▶ [Work to complete]:
Go through the data below and return each line where the string "shirt" appears.

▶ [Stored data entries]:
■ ■ ■ ■ ■ ■ ■
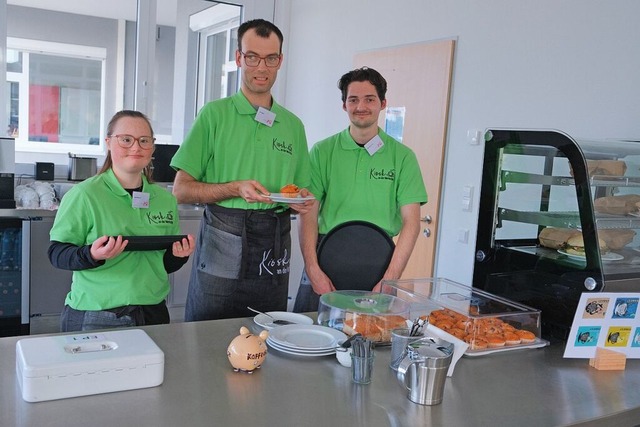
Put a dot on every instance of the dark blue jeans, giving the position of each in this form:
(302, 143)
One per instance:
(72, 320)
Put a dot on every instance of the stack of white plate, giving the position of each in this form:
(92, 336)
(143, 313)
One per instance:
(305, 340)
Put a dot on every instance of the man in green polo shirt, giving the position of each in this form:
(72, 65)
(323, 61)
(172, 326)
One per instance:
(239, 151)
(361, 174)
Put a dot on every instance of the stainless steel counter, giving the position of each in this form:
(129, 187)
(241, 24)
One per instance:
(521, 388)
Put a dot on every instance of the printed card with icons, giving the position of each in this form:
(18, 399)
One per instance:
(607, 320)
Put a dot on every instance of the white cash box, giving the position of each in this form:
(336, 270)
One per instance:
(62, 366)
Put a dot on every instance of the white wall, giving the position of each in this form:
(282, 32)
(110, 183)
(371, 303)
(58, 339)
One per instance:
(571, 65)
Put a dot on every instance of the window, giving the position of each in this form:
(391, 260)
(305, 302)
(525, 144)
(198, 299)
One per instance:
(217, 69)
(56, 94)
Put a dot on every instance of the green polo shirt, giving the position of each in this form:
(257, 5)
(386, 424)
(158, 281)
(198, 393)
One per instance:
(353, 185)
(100, 206)
(227, 144)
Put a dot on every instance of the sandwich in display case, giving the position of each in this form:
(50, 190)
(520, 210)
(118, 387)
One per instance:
(557, 217)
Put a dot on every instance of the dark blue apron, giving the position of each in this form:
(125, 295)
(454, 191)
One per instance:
(242, 259)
■ ■ ■ ■ ■ ■ ■
▶ [Task answer]:
Put a dot on every instance of the man in green polo shirt, giving the position of each in this form:
Put a dot on every instance of the green polo shirt, giving the position of each in this form:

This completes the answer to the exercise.